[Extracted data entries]

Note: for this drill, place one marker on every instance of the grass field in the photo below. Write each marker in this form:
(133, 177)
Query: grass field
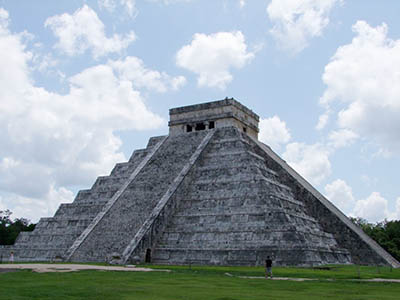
(201, 283)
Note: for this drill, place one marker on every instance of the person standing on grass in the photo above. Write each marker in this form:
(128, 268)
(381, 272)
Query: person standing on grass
(268, 267)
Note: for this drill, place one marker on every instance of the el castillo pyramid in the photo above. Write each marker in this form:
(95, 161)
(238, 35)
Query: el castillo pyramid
(208, 193)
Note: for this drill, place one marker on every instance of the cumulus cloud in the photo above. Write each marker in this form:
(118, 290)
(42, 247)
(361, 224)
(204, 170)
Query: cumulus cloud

> **WRITTEN TASK**
Can you repeat, word for word, the lines of the items above, starting at the line that contains "of the cumulus" and ending with the final line of the items?

> **FULL RESPONSE**
Note: for this drill, place one marker on every instance of the cumulus cloud in the photo above. Write each marker in this form:
(118, 290)
(42, 247)
(361, 224)
(204, 170)
Query: cumulus cloud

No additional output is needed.